[Region annotation entries]

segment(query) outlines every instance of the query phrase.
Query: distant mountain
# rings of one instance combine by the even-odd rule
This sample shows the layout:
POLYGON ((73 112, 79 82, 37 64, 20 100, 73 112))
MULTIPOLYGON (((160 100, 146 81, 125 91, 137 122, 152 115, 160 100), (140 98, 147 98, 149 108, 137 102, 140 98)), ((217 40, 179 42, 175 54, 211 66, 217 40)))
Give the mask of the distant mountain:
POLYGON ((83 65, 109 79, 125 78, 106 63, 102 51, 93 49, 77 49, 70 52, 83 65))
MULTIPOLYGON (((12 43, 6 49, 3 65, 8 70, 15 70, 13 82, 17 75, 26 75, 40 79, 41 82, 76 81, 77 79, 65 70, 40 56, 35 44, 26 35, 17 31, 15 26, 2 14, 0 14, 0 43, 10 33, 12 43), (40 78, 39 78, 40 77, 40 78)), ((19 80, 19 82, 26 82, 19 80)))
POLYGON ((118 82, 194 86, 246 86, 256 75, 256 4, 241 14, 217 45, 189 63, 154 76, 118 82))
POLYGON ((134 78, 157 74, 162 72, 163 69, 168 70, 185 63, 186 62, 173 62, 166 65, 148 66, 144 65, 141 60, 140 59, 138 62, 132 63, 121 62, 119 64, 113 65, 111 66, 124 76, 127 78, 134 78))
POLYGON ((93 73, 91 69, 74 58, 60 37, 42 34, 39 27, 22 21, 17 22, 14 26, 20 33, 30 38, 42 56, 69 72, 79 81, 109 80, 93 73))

* * *

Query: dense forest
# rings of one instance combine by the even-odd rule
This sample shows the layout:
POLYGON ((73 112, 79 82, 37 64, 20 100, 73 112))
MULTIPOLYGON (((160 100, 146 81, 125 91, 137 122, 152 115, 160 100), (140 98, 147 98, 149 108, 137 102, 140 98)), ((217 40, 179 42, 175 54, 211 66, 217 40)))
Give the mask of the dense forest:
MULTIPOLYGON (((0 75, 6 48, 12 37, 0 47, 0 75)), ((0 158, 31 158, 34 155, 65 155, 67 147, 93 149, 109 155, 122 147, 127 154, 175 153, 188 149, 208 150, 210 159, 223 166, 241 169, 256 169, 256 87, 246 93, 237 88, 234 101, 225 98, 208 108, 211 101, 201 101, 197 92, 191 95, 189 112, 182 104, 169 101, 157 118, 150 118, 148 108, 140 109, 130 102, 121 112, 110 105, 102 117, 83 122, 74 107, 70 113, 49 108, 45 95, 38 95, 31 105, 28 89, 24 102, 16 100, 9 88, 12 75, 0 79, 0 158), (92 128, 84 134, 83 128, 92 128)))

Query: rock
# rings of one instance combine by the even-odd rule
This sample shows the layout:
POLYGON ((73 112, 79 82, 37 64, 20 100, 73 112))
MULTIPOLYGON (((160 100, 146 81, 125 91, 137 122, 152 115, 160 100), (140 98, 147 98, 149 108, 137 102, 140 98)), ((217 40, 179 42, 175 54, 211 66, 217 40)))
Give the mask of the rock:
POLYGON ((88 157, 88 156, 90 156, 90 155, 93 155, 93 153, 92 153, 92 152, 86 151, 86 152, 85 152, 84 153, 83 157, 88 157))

==

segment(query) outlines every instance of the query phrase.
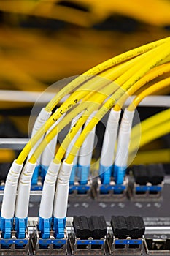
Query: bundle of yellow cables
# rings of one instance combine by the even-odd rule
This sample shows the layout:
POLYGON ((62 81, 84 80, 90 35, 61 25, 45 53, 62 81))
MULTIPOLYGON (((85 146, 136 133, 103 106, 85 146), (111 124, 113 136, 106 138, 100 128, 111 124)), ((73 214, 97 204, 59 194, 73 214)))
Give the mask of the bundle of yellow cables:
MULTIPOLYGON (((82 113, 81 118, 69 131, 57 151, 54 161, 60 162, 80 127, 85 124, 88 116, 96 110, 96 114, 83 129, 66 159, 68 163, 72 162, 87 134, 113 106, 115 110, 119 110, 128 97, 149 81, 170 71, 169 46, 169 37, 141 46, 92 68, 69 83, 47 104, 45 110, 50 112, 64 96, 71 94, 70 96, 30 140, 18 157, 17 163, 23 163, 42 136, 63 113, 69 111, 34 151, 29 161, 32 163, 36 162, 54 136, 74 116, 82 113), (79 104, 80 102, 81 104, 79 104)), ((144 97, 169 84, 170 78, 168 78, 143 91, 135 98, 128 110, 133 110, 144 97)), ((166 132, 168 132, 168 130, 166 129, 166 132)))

> WHAT TO PRODUCE
Reproduce the lines above exactly, beginning with the line that contains "Query: rock" and continuing through the line that contains "POLYGON ((88 157, 88", with both of those lines included.

> THE RESULT
Query: rock
# rings of one instance combine by the even-odd rule
This sample shows the layout:
POLYGON ((73 112, 79 82, 37 64, 20 100, 73 112))
MULTIPOLYGON (((160 100, 146 81, 125 91, 137 122, 152 115, 160 100), (140 98, 147 98, 149 108, 137 102, 140 98)), ((217 40, 179 42, 175 54, 211 66, 217 40)))
Give the mask of the rock:
POLYGON ((88 157, 88 156, 90 156, 90 155, 93 155, 93 153, 92 153, 92 152, 86 151, 86 152, 85 152, 84 153, 83 157, 88 157))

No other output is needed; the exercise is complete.